*DIRECTIONS*
Can you rescale the records from their first line through the line with "[284,0,316,33]"? Write out all of those lines again, both ends included, keeping every other word as it is, but multiply each box coordinate by 2.4 and round to whole numbers, with halves rounded up.

[Records from a collection]
=====

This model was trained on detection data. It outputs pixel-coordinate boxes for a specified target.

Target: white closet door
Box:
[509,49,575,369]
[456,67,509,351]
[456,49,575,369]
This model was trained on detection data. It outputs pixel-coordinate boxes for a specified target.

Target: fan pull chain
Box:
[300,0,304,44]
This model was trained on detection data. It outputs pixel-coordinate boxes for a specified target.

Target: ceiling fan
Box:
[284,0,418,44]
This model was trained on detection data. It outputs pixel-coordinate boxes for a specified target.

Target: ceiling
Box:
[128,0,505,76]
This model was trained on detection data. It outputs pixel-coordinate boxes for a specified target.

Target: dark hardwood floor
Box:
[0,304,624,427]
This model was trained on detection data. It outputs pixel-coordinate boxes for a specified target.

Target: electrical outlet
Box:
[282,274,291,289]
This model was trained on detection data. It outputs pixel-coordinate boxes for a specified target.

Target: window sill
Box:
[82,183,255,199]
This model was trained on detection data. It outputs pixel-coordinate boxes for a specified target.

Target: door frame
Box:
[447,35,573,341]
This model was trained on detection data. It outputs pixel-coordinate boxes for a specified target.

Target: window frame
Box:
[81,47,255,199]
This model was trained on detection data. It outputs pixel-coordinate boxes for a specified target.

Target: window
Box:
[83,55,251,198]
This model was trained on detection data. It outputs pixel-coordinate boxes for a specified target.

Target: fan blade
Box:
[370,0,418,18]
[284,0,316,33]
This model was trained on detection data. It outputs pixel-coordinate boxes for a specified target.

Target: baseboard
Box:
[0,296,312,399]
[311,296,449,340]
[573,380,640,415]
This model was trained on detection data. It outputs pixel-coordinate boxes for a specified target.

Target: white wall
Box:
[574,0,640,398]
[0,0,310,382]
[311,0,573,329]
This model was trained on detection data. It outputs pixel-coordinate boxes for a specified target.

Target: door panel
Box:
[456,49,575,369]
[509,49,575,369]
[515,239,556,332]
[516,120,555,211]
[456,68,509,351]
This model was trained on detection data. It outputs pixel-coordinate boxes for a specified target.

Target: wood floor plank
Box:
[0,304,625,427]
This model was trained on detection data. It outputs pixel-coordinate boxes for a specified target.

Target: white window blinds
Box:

=====

*RESULT FOR THIS TASK*
This model was trained on detection data. It outputs pixel-coordinate boxes for a specified target.

Target: white closet door
Box:
[1222,118,1380,886]
[1094,161,1222,842]
[1094,118,1380,886]
This model was trained on detection data. It outputs pixel-coordinate boxes for a specified target.

Target: fan pull chain
Box:
[720,0,730,106]
This model was trained on detection data. It outputs pixel-coordinate boxes for a specified target.

Target: ceiling fan
Box:
[682,0,1003,106]
This model was trained on detection data. It outputs pixel-coordinate boxes for a specified target.

Target: ceiling
Box:
[307,0,1212,182]
This model was trained on detection data. It outputs pixel-coordinate boxes for a specified target.

Target: dark hardwood floor
Box:
[0,730,1498,1025]
This model was trained on detection data. It outputs pixel-coordinate boxes for a specified target.

Target: electrical outlet
Box:
[677,658,698,694]
This model was trained on detection data. It outputs pixel-coordinate boxes for a specified target.

Target: window sill
Box:
[197,439,612,478]
This model was trained on detection data. It outputs pixel-coordinate boxes for a specified target.

Target: door frame
Box:
[1073,84,1375,818]
This model was trained on detection data. It outputs pixel-coordinate boxes for a specified target.

Target: window frame
Box:
[194,113,612,478]
This model was trained on detection data. It outputs pixel-coordinate boxes for a specified target.

Target: window
Box:
[199,132,602,475]
This model was trained on detection data. It outputs pixel-coordinate boxes for a specified target.

Target: fan blade
Box:
[888,0,1003,43]
[682,0,758,79]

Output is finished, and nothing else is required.